[Free-text object descriptions]
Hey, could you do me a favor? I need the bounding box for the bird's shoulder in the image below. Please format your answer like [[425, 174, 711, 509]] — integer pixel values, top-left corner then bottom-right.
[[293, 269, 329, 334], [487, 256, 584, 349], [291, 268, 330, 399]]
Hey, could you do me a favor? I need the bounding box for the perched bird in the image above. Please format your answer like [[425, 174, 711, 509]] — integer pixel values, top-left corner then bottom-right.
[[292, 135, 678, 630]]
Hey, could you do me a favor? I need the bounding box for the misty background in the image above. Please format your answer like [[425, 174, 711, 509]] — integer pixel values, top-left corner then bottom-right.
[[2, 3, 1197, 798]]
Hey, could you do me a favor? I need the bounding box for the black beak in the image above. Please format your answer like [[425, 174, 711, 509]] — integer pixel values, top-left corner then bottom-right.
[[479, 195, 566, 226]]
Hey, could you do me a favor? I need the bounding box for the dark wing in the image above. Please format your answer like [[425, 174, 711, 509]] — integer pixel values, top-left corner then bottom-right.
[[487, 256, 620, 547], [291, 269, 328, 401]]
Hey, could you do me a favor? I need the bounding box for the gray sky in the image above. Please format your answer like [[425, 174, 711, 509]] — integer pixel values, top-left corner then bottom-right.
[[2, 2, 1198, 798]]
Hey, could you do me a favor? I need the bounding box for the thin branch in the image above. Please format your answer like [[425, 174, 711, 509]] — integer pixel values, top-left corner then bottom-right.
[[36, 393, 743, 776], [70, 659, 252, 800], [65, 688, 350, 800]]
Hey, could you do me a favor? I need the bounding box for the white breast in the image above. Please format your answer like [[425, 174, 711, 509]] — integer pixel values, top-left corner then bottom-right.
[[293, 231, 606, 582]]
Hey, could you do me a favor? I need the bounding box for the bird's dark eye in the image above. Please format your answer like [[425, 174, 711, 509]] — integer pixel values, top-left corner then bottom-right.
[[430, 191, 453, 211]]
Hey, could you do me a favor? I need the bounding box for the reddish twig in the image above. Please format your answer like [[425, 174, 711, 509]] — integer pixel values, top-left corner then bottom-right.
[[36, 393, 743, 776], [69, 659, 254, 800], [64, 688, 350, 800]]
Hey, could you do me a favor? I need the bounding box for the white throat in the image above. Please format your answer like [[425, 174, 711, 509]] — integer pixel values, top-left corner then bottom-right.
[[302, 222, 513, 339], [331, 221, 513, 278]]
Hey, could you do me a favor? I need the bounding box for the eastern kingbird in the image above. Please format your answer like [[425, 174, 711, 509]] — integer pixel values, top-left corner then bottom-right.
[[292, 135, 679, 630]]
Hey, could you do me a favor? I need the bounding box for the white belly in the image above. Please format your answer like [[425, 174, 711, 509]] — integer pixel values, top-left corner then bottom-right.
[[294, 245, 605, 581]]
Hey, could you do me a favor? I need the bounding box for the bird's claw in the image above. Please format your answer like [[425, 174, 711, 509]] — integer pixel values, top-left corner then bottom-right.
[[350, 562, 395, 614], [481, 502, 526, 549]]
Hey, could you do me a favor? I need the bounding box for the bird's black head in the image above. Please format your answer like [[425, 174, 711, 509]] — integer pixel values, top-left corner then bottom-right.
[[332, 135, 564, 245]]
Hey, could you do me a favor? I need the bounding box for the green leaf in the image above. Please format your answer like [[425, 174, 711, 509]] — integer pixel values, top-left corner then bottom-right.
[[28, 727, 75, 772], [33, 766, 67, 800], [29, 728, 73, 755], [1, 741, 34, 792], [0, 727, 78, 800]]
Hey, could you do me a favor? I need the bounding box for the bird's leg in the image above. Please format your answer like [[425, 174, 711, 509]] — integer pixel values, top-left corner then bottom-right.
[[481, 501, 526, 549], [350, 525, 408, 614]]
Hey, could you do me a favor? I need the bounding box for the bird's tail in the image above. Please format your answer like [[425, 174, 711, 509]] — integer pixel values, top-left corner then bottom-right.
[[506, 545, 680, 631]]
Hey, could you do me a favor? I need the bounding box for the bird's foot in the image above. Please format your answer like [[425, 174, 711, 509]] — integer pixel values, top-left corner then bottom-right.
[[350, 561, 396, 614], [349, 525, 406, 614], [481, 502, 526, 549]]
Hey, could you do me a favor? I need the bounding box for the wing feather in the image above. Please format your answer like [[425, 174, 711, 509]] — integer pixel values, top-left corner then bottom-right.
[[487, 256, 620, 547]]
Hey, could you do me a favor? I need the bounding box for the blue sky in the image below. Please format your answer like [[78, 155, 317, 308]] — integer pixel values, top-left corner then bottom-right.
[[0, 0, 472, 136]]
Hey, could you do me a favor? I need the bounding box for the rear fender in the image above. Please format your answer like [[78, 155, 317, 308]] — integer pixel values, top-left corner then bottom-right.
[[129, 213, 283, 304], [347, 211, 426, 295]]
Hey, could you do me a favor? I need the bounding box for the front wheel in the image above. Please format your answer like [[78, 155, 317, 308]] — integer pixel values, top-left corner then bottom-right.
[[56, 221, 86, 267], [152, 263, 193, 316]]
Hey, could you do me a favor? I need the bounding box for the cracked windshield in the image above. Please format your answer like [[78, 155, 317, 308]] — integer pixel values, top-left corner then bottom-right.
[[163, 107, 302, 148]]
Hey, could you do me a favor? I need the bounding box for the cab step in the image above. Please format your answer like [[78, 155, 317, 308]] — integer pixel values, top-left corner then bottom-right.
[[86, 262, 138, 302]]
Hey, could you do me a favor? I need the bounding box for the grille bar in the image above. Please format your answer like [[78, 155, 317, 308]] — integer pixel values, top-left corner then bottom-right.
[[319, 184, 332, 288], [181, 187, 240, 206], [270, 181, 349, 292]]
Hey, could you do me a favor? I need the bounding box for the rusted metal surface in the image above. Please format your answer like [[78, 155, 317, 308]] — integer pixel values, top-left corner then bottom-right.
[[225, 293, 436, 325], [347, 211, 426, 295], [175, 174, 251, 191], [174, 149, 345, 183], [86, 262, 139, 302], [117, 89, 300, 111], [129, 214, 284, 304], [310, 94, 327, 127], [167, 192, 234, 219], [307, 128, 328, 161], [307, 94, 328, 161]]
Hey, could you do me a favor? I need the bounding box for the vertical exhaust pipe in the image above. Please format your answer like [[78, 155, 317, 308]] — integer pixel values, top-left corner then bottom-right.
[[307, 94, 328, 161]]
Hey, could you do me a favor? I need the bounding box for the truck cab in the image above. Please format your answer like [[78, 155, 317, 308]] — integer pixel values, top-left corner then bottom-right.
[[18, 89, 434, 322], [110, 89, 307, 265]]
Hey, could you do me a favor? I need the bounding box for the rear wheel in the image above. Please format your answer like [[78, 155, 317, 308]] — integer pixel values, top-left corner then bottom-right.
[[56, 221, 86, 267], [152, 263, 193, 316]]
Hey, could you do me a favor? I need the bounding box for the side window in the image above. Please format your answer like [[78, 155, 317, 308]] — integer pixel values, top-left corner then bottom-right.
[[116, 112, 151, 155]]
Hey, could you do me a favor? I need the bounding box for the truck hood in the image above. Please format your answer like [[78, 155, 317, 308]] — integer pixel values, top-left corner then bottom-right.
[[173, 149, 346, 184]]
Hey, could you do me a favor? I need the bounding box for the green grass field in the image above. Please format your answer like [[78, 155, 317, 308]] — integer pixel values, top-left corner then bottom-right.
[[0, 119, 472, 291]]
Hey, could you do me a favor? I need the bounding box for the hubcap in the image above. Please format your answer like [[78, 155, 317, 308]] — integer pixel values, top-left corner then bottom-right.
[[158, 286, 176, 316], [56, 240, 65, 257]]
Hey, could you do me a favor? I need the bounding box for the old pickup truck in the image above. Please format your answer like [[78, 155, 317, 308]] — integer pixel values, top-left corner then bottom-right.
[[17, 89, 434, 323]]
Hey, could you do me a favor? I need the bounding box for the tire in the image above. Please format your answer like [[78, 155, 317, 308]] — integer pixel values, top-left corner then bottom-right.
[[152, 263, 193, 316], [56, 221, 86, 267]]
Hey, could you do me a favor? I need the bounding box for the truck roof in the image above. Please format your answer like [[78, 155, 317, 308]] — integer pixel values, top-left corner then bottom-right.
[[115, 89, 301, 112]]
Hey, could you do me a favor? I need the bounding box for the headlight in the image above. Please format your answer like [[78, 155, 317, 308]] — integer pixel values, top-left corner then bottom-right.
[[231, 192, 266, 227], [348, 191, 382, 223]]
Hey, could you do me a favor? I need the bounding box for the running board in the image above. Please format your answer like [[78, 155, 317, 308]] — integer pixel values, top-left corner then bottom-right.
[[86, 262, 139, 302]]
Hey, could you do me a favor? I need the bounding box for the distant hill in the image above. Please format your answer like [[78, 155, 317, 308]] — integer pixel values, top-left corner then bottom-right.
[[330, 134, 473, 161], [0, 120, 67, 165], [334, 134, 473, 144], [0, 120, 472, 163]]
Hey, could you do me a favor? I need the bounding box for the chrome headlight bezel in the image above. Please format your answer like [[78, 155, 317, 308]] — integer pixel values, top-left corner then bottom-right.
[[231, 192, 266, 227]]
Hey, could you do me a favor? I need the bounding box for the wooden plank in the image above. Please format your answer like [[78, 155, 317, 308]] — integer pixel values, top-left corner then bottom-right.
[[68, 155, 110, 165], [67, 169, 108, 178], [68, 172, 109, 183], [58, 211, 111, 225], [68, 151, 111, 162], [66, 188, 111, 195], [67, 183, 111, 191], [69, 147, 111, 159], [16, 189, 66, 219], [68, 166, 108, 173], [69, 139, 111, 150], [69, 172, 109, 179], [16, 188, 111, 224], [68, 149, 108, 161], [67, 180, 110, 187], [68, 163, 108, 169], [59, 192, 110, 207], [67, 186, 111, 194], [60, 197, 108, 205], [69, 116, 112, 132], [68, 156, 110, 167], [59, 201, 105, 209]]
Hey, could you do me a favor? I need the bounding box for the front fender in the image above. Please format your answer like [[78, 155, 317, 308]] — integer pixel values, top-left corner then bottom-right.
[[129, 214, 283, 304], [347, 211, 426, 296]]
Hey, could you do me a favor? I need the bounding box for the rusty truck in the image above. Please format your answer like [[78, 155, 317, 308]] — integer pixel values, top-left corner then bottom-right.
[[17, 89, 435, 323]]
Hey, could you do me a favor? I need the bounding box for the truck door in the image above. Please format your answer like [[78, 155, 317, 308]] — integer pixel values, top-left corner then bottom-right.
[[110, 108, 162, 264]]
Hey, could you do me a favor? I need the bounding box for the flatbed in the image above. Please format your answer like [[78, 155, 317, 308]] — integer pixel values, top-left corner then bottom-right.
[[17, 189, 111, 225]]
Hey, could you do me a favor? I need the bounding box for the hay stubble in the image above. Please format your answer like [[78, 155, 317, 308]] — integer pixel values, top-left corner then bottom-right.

- _DIRECTIONS FOR THIS TASK_:
Give exactly, and nothing besides, the lines from the one in which "the truck door" occurs through the end of the records.

- _TASK RESPONSE_:
Hey, could you do me a favor? I need the bounding box for the truck door in the image above. Please format your answer like [[78, 155, 317, 308]] — integer pixel values, top-left corner then bottom-right.
[[110, 108, 162, 264]]
Hey, could you do me a favor? I need the bounding box for the flatbed in the image above. Please format your answer like [[78, 155, 317, 308]] — integer pixel values, top-left corner then bottom-right.
[[17, 189, 111, 225]]
Hey, could you do me a favor? I need the bounding box for the hay stubble in the image above. Please format your answer like [[78, 155, 317, 308]] — integer pixel values, top-left corner then bottom-right.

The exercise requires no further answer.